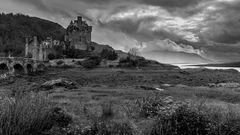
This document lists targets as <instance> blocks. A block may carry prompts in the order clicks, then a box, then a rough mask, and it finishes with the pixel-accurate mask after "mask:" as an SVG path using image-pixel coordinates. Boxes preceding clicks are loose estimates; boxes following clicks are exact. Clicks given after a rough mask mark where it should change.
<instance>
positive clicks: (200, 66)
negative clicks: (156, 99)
mask: <svg viewBox="0 0 240 135" xmlns="http://www.w3.org/2000/svg"><path fill="white" fill-rule="evenodd" d="M176 66H179V67H180V68H181V69H187V68H207V69H222V70H228V69H235V70H237V71H238V72H240V68H236V67H207V66H192V65H188V64H176Z"/></svg>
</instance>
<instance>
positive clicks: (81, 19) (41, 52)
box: [25, 17, 92, 61]
mask: <svg viewBox="0 0 240 135" xmlns="http://www.w3.org/2000/svg"><path fill="white" fill-rule="evenodd" d="M91 33H92V26H89V25H88V24H87V23H86V21H83V20H82V17H78V18H77V20H75V21H74V22H73V21H71V23H70V25H69V26H68V27H67V30H66V34H65V37H64V41H59V40H53V39H52V38H51V37H48V38H47V39H46V40H44V41H42V42H39V41H38V39H37V37H36V36H35V37H33V38H26V45H25V57H26V58H33V59H34V60H39V61H48V60H49V55H50V54H52V55H56V54H57V53H58V52H56V49H55V48H57V47H61V48H62V49H63V50H67V49H69V48H73V49H79V50H85V51H89V50H91V43H92V42H91Z"/></svg>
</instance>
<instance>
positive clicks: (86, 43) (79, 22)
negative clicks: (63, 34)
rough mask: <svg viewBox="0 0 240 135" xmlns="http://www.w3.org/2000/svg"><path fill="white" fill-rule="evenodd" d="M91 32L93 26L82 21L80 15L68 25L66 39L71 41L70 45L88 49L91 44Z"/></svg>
mask: <svg viewBox="0 0 240 135" xmlns="http://www.w3.org/2000/svg"><path fill="white" fill-rule="evenodd" d="M91 32H92V27H91V26H88V25H87V23H86V22H85V21H82V17H78V19H77V20H75V21H74V23H73V22H71V23H70V25H69V26H68V28H67V33H66V36H65V41H66V42H70V46H71V47H73V48H75V49H79V50H87V49H88V46H89V45H90V44H91Z"/></svg>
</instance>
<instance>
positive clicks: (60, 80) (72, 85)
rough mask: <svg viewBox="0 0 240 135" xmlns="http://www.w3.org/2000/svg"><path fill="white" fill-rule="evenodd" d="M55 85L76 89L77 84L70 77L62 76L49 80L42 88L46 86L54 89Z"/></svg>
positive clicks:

■ ■ ■ ■

> _TASK STATEMENT_:
Lay out every line of text from all the entries above as a numbered list, skipping blank lines and leaving out the pictures.

> _EXERCISE OUTPUT_:
1. This document lists targets as <instance> blocks. A block may carry prompts in the order clicks, then a box, then a rough mask, and it finishes with the pixel-accurate mask after "mask:" as an SVG path using image-pixel coordinates. Boxes preceding clicks are loose estimates; boxes following clicks are exact. Clicks given after a rough mask mark where it should change.
2. <instance>
3. positive clicks: (200, 66)
4. negative clicks: (156, 99)
5. mask: <svg viewBox="0 0 240 135" xmlns="http://www.w3.org/2000/svg"><path fill="white" fill-rule="evenodd" d="M176 66H179V67H180V68H181V69H187V68H207V69H222V70H228V69H235V70H237V71H238V72H240V68H236V67H207V66H192V65H188V64H176Z"/></svg>
6. </instance>
7. <instance>
8. positive clicks: (81, 19) (41, 52)
9. box: [25, 17, 92, 61]
10. mask: <svg viewBox="0 0 240 135" xmlns="http://www.w3.org/2000/svg"><path fill="white" fill-rule="evenodd" d="M91 33H92V26H89V25H88V24H87V23H86V21H83V20H82V17H78V18H77V20H75V21H74V22H73V21H71V23H70V25H69V26H68V27H67V30H66V34H65V37H64V41H59V40H53V39H52V38H51V37H48V38H47V39H46V40H44V41H42V42H39V41H38V39H37V37H36V36H35V37H33V38H26V45H25V57H26V58H33V59H34V60H39V61H48V60H49V55H50V54H52V55H56V54H57V53H58V52H56V49H55V48H57V47H61V48H62V49H63V50H67V49H69V48H73V49H79V50H85V51H89V50H91V43H92V42H91Z"/></svg>
11. </instance>
12. <instance>
13. positive clicks: (86, 43) (79, 22)
14. negative clicks: (63, 34)
15. rough mask: <svg viewBox="0 0 240 135" xmlns="http://www.w3.org/2000/svg"><path fill="white" fill-rule="evenodd" d="M91 32L93 26L82 21L80 15L68 25L66 39L71 41L70 45L88 49L91 44Z"/></svg>
16. mask: <svg viewBox="0 0 240 135" xmlns="http://www.w3.org/2000/svg"><path fill="white" fill-rule="evenodd" d="M91 32H92V27H91V26H88V25H87V23H86V22H85V21H82V17H78V19H77V20H75V21H74V23H73V22H71V23H70V25H69V26H68V28H67V33H66V36H65V41H66V42H70V46H71V47H73V48H75V49H79V50H87V49H88V46H89V45H90V44H91Z"/></svg>
17. </instance>
18. <instance>
19. positive clicks: (60, 80) (72, 85)
20. rough mask: <svg viewBox="0 0 240 135" xmlns="http://www.w3.org/2000/svg"><path fill="white" fill-rule="evenodd" d="M55 85L76 89L77 84L70 77L62 76L49 80L42 88L46 86L54 89Z"/></svg>
21. positive clicks:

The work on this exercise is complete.